# [TEXT UNDER STUDY]
═══

This is my implementation of Cross-Modal retrieval using Collective Matrix Factorization Hashing (CMFH) originally described in link. CMFH helps us to generate unified embeddings for different modes of data in such a way that similar semantic data is nearer ( For eg, a video and its corresponding text being nearer in the common embedding space). In this repo, we demonstrate training and testing for video-text and text-video retrievals on MSR-VTT-10K dataset.
To train CMFH from scratch follow these steps:
- Since, generation of feature matrices is a time comsuming task, you may want to download the precomputed feature matrices X1 for training videos ,X2 for corresponding annotated texts, X1_test for test videos and X2_test for corresponding annotated texts and put it in feature_matrices folder. Feature matrices are of dimension (d * n) where where d is the length of embedding a single video or a text and n is the number of samples in training set.
For folks willing to generate feature matrices themselves, can download the train videos from here and put them in respective folder.
- Run the following command
python train.py
For folks , just interested in testing the joint embeddings for video-text and text-video retrievals can follow these steps:
- Download pre-trained projection matrices P1 from here and P2 from here and save them as P1.npy and P2.npy respectively in projection_matrices folder.
- Run the cells in test notebook as instructed to run the webapp and play around by entering YouTube IDs of smaller videos(< 1 min ) and get the matching texts from MSR-VTT-10K training data texts or enter a sentence and get top 10 relevant video YouTube URLs from MSR-VTT-10K training videos.

═══

# [STORED DATA]
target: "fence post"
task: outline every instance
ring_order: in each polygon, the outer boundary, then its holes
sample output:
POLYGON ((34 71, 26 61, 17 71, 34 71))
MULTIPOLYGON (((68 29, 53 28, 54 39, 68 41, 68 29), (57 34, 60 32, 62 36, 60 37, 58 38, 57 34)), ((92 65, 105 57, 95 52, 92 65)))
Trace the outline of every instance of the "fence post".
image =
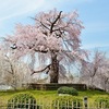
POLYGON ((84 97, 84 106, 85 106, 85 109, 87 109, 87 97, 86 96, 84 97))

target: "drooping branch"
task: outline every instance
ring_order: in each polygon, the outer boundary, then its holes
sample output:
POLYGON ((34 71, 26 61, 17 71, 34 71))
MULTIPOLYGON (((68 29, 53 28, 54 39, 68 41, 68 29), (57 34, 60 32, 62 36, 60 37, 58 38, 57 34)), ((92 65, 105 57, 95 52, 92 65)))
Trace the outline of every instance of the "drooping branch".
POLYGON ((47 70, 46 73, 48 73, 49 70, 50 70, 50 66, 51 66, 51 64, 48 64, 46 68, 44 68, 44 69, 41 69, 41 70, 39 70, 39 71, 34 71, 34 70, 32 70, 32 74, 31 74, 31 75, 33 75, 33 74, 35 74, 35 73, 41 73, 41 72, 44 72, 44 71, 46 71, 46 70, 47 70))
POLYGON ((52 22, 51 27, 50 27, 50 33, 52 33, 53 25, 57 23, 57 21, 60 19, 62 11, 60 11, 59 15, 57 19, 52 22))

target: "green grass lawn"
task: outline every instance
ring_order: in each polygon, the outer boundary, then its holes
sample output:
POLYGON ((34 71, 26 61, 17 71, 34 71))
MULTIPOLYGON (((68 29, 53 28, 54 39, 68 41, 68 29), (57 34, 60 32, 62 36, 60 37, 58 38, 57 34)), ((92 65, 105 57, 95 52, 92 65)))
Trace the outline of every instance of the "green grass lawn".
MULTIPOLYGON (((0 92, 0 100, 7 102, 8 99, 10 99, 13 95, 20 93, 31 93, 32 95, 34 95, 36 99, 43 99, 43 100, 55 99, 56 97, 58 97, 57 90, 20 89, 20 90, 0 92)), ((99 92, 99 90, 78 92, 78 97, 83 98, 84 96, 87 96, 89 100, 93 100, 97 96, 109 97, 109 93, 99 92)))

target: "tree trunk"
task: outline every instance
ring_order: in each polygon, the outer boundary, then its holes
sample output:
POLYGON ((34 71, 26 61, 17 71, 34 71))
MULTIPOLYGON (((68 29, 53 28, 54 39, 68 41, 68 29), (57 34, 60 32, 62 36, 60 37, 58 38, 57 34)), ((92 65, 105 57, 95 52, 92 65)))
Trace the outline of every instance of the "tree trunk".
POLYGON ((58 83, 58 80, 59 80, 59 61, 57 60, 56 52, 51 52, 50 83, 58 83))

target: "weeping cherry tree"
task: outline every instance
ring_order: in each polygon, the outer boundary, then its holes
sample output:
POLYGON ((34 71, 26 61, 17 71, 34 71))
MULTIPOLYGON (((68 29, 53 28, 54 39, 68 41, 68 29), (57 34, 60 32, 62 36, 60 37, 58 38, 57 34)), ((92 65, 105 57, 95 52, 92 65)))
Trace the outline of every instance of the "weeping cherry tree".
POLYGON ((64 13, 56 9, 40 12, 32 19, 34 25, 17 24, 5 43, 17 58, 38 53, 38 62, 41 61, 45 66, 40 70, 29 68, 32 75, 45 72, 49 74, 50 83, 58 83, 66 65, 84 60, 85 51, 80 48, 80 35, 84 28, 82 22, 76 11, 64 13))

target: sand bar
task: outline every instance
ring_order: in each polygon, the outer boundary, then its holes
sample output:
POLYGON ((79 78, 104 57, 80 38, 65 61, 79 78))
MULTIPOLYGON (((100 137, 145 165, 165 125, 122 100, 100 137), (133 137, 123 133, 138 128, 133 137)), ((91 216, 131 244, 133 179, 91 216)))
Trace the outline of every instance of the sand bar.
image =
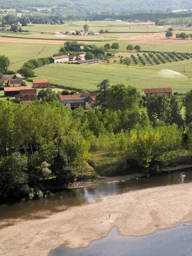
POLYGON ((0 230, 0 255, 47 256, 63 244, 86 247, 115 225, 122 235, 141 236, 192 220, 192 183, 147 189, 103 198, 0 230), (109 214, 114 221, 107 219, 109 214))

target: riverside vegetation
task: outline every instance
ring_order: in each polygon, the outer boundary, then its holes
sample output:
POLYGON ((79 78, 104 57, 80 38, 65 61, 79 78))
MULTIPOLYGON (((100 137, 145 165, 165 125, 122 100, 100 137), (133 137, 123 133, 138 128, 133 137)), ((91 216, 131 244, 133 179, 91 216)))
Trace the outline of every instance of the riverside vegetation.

═══

# [ASSIGNED TASK 1]
List the names of the precomputed feature matrices that the CMFH text says can be downloaded.
# [ASSIGNED TASK 2]
Reproduce word for word the passage of the CMFH text between "- Run the following" and "in projection_matrices folder.", inclusive.

# [TASK OUTPUT 1]
X1, X2, X1_test, X2_test

# [TASK OUTPUT 2]
- Run the following command
python train.py
For folks , just interested in testing the joint embeddings for video-text and text-video retrievals can follow these steps:
- Download pre-trained projection matrices P1 from here and P2 from here and save them as P1.npy and P2.npy respectively in projection_matrices folder.